(Entries from a point annotation set)
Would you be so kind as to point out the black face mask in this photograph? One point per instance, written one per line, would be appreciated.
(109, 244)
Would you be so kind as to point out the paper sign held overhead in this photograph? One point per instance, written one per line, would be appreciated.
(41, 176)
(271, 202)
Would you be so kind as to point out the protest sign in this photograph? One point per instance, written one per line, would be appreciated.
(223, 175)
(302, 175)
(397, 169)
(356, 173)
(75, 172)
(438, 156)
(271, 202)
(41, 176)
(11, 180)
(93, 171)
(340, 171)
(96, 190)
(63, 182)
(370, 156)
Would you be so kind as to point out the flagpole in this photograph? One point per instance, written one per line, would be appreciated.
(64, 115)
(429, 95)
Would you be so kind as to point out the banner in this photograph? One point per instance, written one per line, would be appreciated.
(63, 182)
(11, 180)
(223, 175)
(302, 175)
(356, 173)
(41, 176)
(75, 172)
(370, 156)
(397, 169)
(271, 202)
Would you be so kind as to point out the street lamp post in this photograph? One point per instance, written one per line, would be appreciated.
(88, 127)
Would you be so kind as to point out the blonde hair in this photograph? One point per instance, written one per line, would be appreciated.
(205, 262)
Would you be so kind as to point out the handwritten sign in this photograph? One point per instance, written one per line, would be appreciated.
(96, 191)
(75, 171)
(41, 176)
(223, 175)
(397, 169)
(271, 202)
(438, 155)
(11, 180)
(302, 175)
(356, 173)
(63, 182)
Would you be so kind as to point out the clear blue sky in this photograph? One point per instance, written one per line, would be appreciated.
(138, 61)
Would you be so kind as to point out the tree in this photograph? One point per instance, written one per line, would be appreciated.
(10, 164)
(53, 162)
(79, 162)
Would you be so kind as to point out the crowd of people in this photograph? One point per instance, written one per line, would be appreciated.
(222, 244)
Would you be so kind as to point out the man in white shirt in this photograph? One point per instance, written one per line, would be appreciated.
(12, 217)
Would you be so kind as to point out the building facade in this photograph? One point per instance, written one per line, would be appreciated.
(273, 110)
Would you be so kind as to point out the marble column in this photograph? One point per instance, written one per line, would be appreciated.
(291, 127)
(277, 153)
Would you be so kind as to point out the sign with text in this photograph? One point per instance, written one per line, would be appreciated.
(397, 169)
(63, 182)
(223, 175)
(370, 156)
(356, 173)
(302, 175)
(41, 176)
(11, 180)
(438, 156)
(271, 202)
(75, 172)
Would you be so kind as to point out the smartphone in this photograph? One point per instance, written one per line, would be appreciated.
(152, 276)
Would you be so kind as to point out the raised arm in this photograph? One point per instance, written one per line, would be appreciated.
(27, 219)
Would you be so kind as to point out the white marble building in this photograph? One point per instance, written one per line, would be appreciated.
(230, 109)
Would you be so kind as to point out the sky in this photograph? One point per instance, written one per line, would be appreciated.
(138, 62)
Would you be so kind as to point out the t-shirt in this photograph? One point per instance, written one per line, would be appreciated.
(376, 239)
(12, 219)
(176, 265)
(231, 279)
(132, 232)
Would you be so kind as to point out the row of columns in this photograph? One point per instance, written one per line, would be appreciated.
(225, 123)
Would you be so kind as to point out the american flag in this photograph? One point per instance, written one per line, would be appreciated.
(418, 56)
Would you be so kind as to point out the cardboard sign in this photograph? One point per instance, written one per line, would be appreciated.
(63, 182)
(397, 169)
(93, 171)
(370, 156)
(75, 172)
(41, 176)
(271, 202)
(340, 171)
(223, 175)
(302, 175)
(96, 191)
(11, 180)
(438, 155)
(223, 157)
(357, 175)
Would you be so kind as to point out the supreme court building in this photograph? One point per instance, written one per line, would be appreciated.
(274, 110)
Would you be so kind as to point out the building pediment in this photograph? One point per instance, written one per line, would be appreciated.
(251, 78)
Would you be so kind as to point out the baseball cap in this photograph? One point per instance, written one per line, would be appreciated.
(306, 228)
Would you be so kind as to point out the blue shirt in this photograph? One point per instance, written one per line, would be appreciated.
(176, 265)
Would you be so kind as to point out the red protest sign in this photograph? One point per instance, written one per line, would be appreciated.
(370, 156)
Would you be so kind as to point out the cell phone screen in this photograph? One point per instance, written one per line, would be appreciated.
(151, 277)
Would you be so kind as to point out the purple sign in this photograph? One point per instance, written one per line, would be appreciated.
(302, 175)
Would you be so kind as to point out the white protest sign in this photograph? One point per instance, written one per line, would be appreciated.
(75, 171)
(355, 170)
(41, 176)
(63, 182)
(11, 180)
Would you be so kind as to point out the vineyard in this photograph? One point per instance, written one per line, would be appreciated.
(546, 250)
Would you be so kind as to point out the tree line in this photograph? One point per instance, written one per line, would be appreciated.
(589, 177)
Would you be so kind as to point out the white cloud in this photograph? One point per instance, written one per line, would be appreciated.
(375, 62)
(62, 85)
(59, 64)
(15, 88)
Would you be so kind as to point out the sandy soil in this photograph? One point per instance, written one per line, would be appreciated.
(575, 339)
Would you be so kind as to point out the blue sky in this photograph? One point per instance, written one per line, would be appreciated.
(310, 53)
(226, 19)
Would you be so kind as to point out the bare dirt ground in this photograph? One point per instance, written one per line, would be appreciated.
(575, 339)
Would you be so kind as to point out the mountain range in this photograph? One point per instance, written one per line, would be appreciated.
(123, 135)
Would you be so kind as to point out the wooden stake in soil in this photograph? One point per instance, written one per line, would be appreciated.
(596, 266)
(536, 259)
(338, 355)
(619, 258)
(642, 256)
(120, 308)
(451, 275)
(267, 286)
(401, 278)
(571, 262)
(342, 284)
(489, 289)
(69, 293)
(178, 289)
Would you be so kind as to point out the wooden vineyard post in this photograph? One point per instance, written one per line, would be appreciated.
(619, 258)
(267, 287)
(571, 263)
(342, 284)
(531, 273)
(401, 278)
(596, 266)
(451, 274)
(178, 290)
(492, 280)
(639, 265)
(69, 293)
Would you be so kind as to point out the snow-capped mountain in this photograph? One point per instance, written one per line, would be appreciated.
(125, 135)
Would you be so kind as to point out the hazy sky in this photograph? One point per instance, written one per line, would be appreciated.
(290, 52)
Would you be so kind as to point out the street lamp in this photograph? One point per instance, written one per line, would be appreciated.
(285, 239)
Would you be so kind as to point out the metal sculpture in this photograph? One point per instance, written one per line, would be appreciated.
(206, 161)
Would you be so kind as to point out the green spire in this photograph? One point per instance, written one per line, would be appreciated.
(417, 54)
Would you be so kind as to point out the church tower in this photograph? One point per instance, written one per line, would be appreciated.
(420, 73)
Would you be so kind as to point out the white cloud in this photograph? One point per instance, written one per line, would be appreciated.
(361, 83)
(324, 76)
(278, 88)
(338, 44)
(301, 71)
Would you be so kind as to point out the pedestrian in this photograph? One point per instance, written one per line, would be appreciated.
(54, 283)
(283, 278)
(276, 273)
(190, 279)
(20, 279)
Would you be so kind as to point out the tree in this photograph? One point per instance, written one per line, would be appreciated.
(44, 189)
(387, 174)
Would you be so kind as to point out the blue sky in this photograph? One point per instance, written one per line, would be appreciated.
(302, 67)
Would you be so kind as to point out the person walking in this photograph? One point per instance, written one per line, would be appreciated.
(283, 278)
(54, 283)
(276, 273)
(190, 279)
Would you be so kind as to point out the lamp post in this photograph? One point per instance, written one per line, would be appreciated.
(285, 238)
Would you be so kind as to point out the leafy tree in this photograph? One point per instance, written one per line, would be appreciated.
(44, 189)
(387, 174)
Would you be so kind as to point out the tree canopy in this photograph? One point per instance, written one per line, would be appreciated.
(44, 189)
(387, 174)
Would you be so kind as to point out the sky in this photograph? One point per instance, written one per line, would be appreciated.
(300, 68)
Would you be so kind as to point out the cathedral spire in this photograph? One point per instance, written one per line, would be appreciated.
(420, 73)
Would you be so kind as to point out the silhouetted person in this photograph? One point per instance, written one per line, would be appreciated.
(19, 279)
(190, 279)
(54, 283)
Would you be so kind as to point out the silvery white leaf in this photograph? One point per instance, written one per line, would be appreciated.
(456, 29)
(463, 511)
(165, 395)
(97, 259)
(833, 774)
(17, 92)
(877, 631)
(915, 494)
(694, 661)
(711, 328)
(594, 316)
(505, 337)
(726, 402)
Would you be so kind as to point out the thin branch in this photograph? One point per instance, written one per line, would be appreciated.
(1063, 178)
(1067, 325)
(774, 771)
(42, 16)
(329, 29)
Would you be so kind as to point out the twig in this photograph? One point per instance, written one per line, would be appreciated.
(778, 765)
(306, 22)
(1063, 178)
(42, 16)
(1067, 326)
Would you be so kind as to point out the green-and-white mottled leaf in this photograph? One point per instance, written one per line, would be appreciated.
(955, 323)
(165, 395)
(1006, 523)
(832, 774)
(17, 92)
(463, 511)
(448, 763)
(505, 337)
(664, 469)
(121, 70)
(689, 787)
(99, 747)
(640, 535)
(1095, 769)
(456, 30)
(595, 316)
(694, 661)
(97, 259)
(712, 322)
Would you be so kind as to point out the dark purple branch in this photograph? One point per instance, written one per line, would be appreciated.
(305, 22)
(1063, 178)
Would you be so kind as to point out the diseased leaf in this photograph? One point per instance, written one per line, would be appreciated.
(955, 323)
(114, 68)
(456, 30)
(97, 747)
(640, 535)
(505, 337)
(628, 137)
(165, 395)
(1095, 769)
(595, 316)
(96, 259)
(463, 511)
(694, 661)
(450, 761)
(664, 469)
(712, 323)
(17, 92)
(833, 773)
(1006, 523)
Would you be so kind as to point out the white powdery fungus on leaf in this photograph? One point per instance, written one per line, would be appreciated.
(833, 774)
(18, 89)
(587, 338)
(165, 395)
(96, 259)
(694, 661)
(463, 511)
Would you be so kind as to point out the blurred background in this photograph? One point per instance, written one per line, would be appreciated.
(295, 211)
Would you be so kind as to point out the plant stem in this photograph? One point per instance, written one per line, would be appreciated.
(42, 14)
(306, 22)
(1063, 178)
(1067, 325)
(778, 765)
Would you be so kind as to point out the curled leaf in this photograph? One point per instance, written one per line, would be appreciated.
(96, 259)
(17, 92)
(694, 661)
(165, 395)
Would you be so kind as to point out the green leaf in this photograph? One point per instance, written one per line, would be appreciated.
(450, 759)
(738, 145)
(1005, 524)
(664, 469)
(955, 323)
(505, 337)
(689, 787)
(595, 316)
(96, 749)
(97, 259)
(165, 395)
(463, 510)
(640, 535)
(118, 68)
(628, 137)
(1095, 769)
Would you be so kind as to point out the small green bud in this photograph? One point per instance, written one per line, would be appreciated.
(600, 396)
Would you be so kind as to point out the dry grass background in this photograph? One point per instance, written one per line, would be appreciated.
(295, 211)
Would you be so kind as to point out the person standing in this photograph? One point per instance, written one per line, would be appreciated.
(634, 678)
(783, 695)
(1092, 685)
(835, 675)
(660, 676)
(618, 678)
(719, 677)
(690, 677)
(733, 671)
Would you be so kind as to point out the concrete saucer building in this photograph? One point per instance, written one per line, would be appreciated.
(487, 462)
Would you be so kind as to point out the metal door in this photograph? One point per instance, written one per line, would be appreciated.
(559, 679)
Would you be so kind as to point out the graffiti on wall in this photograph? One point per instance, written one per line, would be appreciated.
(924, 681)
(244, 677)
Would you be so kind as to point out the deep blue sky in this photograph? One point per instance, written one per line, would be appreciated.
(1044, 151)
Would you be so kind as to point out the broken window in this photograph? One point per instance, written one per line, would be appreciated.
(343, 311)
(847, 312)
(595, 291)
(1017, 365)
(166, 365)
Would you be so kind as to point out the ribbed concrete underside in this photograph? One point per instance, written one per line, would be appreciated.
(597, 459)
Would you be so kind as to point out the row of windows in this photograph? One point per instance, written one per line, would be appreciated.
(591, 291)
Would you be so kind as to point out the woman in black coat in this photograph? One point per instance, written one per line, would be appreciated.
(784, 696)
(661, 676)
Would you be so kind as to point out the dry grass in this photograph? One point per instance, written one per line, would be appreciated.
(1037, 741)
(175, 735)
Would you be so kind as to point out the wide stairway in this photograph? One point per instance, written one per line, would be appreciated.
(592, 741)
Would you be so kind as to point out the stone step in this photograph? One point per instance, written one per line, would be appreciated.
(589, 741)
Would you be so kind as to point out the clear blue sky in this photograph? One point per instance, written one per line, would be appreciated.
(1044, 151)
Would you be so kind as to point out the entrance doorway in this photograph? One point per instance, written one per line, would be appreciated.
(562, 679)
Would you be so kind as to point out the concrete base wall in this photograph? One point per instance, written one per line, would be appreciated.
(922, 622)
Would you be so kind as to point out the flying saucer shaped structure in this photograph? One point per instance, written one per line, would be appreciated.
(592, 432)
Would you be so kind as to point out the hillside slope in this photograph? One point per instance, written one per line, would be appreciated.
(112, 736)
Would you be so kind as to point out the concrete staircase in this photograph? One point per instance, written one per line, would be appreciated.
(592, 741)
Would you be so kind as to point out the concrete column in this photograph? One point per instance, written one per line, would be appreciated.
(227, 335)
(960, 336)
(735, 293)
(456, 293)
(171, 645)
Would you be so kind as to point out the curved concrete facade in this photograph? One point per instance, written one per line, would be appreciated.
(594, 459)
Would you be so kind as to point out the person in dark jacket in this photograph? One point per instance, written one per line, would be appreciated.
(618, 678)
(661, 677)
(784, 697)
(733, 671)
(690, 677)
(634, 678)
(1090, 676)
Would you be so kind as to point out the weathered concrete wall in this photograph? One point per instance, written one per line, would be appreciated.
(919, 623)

Your objective — Reproduce, exactly and with nothing added, the lines from the one that includes "Would you be so kind as to point out the entrance" through the last line of the material.

Answer for the task —
Would you be so kind as to point out the entrance doorway in this photograph? One point per instance, written one per line, would be appreciated.
(562, 679)
Would you be so kind as to point out the concrete base wall in this photograph? One point per instance, written one per line, would be appreciated.
(922, 622)
Would you be so kind as to point out the flying saucer shaped structure in this photograph? One point per instance, written one per line, would be appreciated.
(592, 432)
Would you be so kind as to point out the hillside slope in this photograph? One point per instance, written one per line, would be appreciated.
(112, 736)
Would you be so kind as to point out the concrete staircase in this photograph? One point per instance, written one per line, would be appreciated.
(592, 741)
Would you be so kind as to point out the concrete column in this photograph? One point per instance, written one per line, would be appreciated.
(227, 335)
(960, 336)
(735, 293)
(456, 293)
(171, 645)
Would you be so kind as to point out the curved concrete facade in this photograph? One point per instance, written one per line, would be appreciated.
(594, 459)
Would you be so kind as to point out the person in dark jacket in this photograph? One point per instance, written one per line, would be appreciated.
(618, 678)
(661, 677)
(784, 697)
(733, 671)
(690, 677)
(634, 678)
(1090, 676)
Would you be so kind as to point out the weathered concrete wall in this photograph? One point per instance, written one per line, would be appreciated.
(919, 623)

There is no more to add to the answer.